At the outbreak of the War of the Pacific in 1879, he was a Frigate Captain. He embarked on the ironclad Huáscar as Chief-of-Staff for the First Naval Division. He was present at all the battles fought by that vessel, under the command of Admiral Grau, including the Battle of Angamos, where he was wounded by an exploding grenade in the control tower. Because of this, he was unable to take command of the Huáscar after the deaths of Admiral Grau and his second-in-command, Captain Elias Aguirre Romero. Carvajal was taken prisoner and obtained his release through an exchange. He was hailed as a hero throughout Peru.

== Later career ==
In 1880, he was commissioned to visit Europe to obtain arms and supervise the construction of the gunboats Lima and Callao in England and, in 1883, was elected for congress representing Andahuaylas, becoming part of the Congress that gathered in Arequipa, the seat of Admiral Lizardo Montero's government.

| LISTED ENTRIES |

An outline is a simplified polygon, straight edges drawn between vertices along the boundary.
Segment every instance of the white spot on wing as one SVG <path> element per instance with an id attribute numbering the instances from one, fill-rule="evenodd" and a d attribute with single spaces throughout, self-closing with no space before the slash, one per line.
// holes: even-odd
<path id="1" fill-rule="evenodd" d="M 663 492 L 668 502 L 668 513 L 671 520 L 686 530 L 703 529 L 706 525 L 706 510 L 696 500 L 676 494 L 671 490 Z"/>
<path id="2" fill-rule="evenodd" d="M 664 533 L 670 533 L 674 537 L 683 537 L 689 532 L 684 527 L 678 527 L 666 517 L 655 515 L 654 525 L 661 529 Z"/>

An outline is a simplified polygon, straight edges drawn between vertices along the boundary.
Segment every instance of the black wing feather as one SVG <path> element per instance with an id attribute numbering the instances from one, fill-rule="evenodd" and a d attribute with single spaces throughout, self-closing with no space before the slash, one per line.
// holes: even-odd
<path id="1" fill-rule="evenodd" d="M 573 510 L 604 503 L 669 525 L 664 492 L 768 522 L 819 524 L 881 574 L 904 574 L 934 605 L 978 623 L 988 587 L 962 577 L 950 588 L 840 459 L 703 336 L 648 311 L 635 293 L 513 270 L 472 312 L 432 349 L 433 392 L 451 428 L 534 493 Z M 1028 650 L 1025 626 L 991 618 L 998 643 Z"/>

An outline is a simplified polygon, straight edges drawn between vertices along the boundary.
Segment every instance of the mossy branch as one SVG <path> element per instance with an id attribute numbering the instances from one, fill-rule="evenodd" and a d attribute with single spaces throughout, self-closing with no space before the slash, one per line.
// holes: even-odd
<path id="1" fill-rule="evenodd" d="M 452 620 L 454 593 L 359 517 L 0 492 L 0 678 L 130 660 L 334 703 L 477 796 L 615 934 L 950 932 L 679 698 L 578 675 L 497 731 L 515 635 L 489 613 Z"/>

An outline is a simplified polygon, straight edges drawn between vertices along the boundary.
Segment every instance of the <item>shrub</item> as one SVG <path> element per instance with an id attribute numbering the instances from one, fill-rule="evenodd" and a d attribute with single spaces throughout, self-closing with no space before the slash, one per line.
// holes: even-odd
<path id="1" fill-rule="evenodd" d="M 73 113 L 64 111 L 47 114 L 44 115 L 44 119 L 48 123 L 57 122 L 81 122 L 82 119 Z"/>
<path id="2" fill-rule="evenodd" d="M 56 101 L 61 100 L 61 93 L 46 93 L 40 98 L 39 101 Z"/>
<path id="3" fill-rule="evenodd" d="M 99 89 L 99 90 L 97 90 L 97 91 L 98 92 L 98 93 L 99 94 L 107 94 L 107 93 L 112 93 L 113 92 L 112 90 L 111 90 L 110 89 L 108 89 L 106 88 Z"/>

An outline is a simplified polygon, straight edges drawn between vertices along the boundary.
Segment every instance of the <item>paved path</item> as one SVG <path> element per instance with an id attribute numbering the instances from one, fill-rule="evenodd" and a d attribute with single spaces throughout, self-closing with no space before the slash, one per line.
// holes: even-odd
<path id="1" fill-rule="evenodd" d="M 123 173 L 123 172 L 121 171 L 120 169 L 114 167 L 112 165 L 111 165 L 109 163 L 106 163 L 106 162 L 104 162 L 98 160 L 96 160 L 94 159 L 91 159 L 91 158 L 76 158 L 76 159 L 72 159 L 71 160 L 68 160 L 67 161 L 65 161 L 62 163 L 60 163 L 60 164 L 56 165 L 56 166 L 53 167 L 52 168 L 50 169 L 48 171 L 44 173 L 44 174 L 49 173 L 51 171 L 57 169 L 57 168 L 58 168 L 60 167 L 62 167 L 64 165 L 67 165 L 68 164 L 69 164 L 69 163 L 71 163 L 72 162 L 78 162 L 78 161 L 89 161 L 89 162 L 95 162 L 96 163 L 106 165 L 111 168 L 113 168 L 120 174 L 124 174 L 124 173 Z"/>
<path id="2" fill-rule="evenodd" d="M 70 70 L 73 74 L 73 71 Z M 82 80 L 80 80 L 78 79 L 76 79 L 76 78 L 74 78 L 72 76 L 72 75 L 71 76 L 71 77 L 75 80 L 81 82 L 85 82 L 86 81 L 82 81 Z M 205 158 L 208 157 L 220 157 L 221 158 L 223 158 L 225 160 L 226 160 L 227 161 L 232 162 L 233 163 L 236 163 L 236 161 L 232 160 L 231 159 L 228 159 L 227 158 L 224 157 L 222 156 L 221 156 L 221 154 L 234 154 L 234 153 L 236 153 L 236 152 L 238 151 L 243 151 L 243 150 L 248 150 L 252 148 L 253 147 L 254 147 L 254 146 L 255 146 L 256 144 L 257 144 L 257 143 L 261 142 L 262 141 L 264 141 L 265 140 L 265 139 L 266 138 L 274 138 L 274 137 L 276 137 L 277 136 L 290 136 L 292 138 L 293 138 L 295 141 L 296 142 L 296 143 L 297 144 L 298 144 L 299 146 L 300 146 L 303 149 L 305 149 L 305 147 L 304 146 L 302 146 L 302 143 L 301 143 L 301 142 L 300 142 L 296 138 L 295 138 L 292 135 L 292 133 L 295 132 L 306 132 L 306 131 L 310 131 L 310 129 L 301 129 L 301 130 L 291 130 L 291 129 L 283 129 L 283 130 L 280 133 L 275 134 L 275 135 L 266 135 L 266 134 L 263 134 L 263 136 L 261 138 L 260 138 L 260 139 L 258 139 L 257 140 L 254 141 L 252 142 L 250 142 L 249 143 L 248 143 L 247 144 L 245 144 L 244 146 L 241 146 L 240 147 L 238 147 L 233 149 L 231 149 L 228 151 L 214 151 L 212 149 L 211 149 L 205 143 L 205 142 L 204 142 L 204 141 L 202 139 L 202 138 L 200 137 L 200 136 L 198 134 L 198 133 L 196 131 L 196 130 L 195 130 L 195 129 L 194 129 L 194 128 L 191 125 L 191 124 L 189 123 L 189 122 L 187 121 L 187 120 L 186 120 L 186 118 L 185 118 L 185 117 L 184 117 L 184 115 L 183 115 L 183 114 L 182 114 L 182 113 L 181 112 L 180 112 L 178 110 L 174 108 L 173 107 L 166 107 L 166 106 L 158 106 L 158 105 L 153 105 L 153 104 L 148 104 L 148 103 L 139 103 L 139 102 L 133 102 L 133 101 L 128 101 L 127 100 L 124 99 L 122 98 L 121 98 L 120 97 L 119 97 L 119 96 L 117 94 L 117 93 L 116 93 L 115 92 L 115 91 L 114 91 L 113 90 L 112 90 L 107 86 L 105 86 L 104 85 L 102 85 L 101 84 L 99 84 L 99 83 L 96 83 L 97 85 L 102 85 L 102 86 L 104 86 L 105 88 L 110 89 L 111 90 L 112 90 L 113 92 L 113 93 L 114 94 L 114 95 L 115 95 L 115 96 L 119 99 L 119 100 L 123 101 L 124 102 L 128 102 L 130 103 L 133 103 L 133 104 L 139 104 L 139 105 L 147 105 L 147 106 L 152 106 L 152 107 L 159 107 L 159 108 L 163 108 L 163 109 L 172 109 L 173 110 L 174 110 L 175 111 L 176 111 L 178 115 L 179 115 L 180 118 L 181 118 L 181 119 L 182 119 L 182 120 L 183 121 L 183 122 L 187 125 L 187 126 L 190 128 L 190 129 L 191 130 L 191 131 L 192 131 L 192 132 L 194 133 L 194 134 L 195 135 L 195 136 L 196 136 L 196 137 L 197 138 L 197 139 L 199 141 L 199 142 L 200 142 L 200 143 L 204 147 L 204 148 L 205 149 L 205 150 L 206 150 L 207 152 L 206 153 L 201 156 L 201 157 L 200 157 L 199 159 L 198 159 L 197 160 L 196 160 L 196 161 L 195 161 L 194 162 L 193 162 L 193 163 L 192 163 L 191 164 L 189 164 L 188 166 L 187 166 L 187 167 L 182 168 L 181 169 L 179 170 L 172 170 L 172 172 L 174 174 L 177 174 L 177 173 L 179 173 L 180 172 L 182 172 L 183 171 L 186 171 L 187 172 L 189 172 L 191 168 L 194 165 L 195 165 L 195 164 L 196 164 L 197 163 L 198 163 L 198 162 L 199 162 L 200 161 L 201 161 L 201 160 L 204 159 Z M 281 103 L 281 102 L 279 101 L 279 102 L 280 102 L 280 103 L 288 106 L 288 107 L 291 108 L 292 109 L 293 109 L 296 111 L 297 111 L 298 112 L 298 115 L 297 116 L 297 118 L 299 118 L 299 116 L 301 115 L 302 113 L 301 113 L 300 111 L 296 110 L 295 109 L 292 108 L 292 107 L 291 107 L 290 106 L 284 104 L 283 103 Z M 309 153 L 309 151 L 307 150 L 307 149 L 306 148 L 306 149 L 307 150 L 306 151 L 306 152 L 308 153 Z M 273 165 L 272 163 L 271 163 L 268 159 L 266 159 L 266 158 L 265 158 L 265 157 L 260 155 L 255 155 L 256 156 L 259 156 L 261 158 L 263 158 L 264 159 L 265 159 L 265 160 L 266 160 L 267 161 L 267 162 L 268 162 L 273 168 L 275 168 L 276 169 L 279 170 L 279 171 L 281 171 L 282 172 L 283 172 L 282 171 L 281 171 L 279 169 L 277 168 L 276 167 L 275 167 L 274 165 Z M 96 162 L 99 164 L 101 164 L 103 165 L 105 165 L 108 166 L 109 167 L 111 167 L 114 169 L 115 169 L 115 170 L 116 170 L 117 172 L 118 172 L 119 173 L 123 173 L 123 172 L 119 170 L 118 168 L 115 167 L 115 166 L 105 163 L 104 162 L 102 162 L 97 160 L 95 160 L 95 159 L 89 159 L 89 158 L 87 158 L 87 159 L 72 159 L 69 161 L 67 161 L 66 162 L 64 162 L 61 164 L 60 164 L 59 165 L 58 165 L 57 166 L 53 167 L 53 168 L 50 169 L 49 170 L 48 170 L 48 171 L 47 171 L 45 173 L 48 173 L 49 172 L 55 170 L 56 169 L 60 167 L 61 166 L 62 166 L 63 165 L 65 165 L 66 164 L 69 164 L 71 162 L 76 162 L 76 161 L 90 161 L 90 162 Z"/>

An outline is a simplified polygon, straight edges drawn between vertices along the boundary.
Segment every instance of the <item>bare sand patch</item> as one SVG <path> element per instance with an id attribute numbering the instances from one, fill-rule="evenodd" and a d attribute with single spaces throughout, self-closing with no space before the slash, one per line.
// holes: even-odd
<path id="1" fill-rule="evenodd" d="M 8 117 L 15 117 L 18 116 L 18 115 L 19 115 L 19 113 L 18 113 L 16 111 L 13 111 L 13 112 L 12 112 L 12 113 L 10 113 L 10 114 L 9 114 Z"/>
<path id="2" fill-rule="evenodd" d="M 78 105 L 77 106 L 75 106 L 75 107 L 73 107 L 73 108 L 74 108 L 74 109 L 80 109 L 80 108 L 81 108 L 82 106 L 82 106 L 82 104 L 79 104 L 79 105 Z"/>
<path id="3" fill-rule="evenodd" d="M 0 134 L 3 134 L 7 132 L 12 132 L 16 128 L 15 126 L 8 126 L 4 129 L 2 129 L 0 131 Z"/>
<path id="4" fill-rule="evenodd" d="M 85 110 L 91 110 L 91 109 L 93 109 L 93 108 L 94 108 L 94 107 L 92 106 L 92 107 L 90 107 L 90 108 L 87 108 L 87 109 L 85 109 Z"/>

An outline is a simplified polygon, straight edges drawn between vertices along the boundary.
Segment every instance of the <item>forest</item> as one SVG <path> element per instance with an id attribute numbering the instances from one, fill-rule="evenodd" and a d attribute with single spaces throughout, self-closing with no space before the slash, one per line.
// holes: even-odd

| YOUR TASKS |
1. Using the text about Carvajal's naval and later career, state whether each statement below agrees with it. Answer yes or no for each, quoting the words of the text that decide it.
(a) Carvajal took command of the Huáscar after the deaths of Admiral Grau and Captain Elias Aguirre Romero.
(b) Carvajal obtained his release through an exchange.
(c) In 1883, Carvajal was elected to congress representing Arequipa.
2. Write the next part of the text about Carvajal's naval and later career, starting after its final sentence.

| ANSWERS TO THE EXERCISES |
1.
(a) No: "he was unable to take command of the Huáscar after the deaths of Admiral Grau and his second-in-command, Captain Elias Aguirre Romero."
(b) Yes: "Carvajal was taken prisoner and obtained his release through an exchange."
(c) No: "in 1883, was elected for congress representing Andahuaylas"

2.
In 1890, he headed the mission that went to Valparaíso to repatriate the remains of the Peruvians who had died there during the war. Towards the end of the Remigio Morales Bermúdez administration, he was named Minister of Finance and Commerce, a position he held until Morales' death in 1894. Following the Pierolista coup he was placed on trial, but the case was dismissed.

He was Director of the Military Preparatory School (1897-1898), Prefect of Junín Province (1899), Director of the Military Academy (1900) and the Minister of War (1900). He was promoted to Admiral in 1901. Later, he was named President of the Navy's Board of Governors (1902). He made a trip to Europe (his fourth) to supervise construction of the cruisers Almirante Grau and Coronel Bolognesi in the English shipyards, and personally commanded their maiden voyages to Peru in 1907.

In 1913, he was named Admiral of the Fleet and served another term as Minister of War (1913-1914). He became the Second Vice President of Peru during the second term of President José Pardo (1915-1919). He retired in 1927, after almost sixty years of public service.